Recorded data
◇ ◇ ◇ ◇ ◇
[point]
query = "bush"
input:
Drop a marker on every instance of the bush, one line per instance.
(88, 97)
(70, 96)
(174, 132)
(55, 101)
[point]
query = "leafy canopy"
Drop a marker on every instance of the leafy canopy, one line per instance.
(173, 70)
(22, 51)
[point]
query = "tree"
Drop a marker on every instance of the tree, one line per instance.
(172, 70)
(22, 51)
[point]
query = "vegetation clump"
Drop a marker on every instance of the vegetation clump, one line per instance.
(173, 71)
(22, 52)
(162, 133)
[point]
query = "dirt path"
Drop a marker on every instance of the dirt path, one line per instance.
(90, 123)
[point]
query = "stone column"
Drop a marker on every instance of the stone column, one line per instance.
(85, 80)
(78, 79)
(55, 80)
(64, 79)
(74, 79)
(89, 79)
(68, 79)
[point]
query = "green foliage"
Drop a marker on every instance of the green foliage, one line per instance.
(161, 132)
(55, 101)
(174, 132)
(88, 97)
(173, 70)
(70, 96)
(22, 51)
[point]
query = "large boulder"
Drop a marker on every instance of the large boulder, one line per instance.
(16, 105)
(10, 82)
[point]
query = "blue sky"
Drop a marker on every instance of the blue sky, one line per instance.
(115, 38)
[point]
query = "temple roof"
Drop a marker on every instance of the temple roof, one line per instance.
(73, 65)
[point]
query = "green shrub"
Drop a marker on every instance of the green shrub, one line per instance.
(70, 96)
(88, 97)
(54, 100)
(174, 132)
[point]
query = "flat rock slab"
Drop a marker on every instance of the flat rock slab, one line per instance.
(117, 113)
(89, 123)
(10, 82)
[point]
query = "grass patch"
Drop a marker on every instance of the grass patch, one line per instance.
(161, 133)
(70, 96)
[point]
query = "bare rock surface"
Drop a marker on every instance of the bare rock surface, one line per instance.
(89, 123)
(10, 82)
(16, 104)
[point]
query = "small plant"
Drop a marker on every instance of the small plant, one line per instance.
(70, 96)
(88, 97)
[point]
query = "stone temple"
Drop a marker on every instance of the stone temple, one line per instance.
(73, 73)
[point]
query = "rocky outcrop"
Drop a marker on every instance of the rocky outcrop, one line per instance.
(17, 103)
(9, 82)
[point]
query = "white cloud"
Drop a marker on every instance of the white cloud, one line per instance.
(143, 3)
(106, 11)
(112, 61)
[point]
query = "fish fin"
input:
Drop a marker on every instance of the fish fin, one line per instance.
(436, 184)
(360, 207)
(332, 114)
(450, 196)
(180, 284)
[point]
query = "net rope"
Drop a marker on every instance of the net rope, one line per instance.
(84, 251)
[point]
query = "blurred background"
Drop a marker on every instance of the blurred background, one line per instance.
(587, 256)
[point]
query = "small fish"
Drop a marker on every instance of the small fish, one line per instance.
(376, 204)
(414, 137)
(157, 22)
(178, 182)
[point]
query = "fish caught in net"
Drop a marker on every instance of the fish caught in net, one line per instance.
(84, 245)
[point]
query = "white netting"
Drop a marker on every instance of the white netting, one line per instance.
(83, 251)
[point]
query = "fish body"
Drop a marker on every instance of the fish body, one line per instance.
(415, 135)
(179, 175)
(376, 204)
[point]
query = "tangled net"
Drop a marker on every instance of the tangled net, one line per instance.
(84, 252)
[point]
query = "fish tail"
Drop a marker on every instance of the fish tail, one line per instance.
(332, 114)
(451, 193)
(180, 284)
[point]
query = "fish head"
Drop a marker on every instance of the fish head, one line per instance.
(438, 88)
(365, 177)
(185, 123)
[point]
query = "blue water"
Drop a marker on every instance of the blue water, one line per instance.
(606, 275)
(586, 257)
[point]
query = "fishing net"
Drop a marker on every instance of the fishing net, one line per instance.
◇ ◇ ◇ ◇ ◇
• _Requirement_: Retype the records in full. Keep every line identical to the original.

• _The reply_:
[point]
query = "bush"
input:
Drop a marker on every instance of the bush, one line per instance.
(88, 97)
(70, 96)
(174, 132)
(55, 101)
[point]
query = "leafy canopy"
Drop a marker on every instance of the leafy canopy, one line per instance.
(173, 70)
(22, 51)
[point]
query = "tree"
Drop a marker on every instance of the tree, one line per instance.
(172, 70)
(22, 51)
[point]
query = "vegetation clump"
Drop a marker on every instance of the vegetation clump, one line per instance.
(173, 71)
(22, 52)
(162, 133)
[point]
query = "dirt path"
Drop a marker on every instance of the dirt path, one line per instance.
(90, 123)
[point]
query = "stone column"
Drop a marker on every instance of the stone column, one line per instance.
(85, 80)
(78, 79)
(55, 80)
(64, 79)
(74, 79)
(89, 79)
(68, 79)
[point]
query = "green foliage"
Drop a marker on every instance of the green foliage, one line per instance.
(161, 132)
(55, 101)
(174, 132)
(88, 97)
(173, 70)
(70, 96)
(22, 51)
[point]
query = "large boulder"
Drop a marker on every instance of the large boulder, one line per instance.
(16, 105)
(10, 82)
[point]
query = "blue sky"
Drop a marker on every instance of the blue sky, one line per instance.
(115, 38)
[point]
query = "temple roof"
Drop a marker on every instance of the temple roof, one line per instance.
(73, 65)
[point]
query = "green shrub"
Drop a marker on every instance of the green shrub, one line per instance.
(70, 96)
(88, 97)
(54, 100)
(174, 132)
[point]
query = "flat rock slab"
Drop a marker on every instance of the flat rock slab, one line per instance.
(117, 113)
(89, 123)
(10, 82)
[point]
query = "grass patch"
Drop a marker on every instance of the grass patch, one line per instance.
(161, 133)
(70, 96)
[point]
query = "bare rock surface"
Drop a marker on every instance of the bare rock surface, one line per instance.
(89, 123)
(10, 82)
(16, 104)
[point]
query = "small plant"
Drop a marker on every instance of the small plant, one line per instance.
(70, 96)
(88, 97)
[point]
query = "stone temple"
Drop a marker on every instance of the stone temple, one line per instance.
(73, 73)
[point]
query = "rocky outcrop"
Drop a marker on every instance of the rocky outcrop, one line per instance.
(17, 103)
(9, 82)
[point]
query = "white cloud"
Drop a marker on every instance of the white cloud, one line per instance.
(143, 3)
(106, 11)
(112, 61)
[point]
query = "fish fin"
input:
Drop a marker on every instance of the fish fin, one line per instance.
(436, 184)
(360, 207)
(332, 114)
(450, 196)
(180, 284)
[point]
query = "net rope"
Drop a marker on every instance of the net rope, one line per instance.
(84, 251)
[point]
query = "blurred background"
Drop a marker on every instance of the blurred background, one line per instance.
(587, 256)
[point]
query = "small fish"
Drop a marker on every instance of the small fish, one line per instance.
(376, 204)
(414, 137)
(157, 22)
(178, 182)
[point]
query = "fish caught in net"
Drop a marker on every instance of the fish caught in net, one line per instance.
(84, 245)
[point]
query = "white netting"
Drop a marker on every instance of the white netting, one line per instance.
(83, 251)
[point]
query = "fish body"
Drop a marker on every instance of the fish body, one line per instance.
(415, 135)
(179, 175)
(376, 204)
[point]
query = "tangled net"
Drop a marker on every instance of the tangled net, one line per instance.
(84, 252)
[point]
query = "fish tail"
Drop a marker on every instance of the fish tail, one line per instance.
(332, 114)
(451, 193)
(180, 284)
[point]
query = "fish head"
Drop a marker on every instance of the fish head, one line per instance.
(438, 88)
(365, 177)
(185, 123)
[point]
query = "blue water"
Drop a marker on every instance of the blue water, one line per instance.
(606, 275)
(586, 257)
[point]
query = "fishing net"
Drop a marker on every instance of the fishing net, one line per instance.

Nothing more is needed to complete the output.